* [REQUEST] Update all of the items below by replacing "apiece" with "per instance" and keeping everything else the same.

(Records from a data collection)
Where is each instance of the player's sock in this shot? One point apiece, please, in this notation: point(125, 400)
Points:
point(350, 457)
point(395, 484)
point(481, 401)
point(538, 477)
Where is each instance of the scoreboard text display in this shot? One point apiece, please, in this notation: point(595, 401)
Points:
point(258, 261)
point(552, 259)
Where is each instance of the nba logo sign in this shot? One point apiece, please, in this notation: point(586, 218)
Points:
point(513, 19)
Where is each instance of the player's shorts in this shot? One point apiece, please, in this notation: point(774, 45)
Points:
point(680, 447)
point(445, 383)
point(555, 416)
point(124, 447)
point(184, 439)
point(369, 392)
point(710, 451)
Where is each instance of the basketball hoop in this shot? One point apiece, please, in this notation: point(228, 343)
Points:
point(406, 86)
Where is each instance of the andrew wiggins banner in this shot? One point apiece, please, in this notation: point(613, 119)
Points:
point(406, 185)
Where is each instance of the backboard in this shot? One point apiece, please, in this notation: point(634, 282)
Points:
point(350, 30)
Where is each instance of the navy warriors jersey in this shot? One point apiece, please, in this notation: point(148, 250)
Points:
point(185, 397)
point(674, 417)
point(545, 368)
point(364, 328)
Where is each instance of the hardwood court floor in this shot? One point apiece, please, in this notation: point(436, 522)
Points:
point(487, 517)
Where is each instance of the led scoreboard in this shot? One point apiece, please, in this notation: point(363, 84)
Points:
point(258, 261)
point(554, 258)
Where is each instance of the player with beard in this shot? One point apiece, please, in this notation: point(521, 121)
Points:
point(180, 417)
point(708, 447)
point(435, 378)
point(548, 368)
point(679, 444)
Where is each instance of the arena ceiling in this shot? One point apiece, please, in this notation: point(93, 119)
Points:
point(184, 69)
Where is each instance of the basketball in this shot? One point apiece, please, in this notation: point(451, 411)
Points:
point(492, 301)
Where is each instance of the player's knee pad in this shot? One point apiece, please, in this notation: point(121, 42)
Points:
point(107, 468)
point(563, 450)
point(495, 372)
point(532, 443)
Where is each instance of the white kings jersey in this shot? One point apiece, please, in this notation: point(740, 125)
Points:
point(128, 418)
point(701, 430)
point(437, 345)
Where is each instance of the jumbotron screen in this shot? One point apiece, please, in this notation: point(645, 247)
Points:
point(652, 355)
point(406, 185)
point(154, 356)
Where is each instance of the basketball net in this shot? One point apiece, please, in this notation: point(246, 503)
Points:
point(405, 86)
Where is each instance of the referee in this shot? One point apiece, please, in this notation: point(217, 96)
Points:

* [FINAL RESULT]
Where is each instance of the player's sock in this shot? One point per instance, please, in this notation: point(125, 400)
Points:
point(350, 457)
point(395, 484)
point(481, 401)
point(538, 477)
Where is each instance of the scoreboard text display in this shot? One point per instance, please, in this notation: point(595, 401)
Points:
point(258, 261)
point(552, 259)
Where is each instance of the nba logo sign in this shot? One point per instance, please, in this notation: point(586, 218)
Points:
point(513, 19)
Where is each instance of the player's shorts in this shot? One point per instance, please, in this notation: point(774, 45)
Points:
point(680, 447)
point(445, 383)
point(555, 416)
point(124, 447)
point(184, 439)
point(369, 392)
point(710, 451)
Where is each instance of the basketball hoop in this shot? One point per instance, please, in this notation: point(228, 343)
Points:
point(406, 86)
Where is each instance of the andrew wiggins banner in this shot? One point per instance, please, in this notation: point(613, 119)
Points:
point(406, 185)
Where is each instance of the backboard in this shot? One point per instance, please, in this notation: point(634, 282)
Points:
point(350, 30)
Where is each instance of the navy warriors jersey in this shot? One point per instance, please, in this notation: point(148, 250)
Points:
point(185, 397)
point(674, 417)
point(545, 368)
point(364, 328)
Where is each instance of the hardwood court floor in this shot? One point per instance, please, in this notation: point(436, 522)
Points:
point(487, 517)
Where is each instance of the led scoreboard in this shot? One point per instance, please, in this notation: point(363, 84)
Points:
point(258, 261)
point(554, 258)
Where is each instance of the player with beard in this shot? One point per instance, please, in this notation: point(521, 121)
Points:
point(180, 417)
point(708, 447)
point(435, 378)
point(548, 368)
point(679, 444)
Where is each instance of the arena ceiling in this shot? One point per instance, please, in this notation: point(93, 119)
Points:
point(184, 69)
Where is each instance of the basketball in this shot? One point per instance, please, in this notation: point(451, 411)
Points:
point(492, 301)
Where is each instance of the player's knee pad in this shot? One point per instance, please, in this notation: point(121, 42)
Points:
point(107, 468)
point(563, 450)
point(495, 372)
point(532, 443)
Where is each instance of the white kings jersey in this shot? One point per instance, please, in this notation: point(740, 125)
Points:
point(128, 418)
point(701, 430)
point(437, 345)
Where is each instance of the jumbotron screen in this shot? One point per instance, please, in this notation: point(645, 247)
Points:
point(652, 355)
point(406, 185)
point(154, 356)
Where is each instance of the basketball net in this shot? One point per instance, please, in this notation: point(246, 503)
Points:
point(405, 86)
Where is each instance of the referee in this shot? One point per instance, please, in this notation: point(217, 96)
Points:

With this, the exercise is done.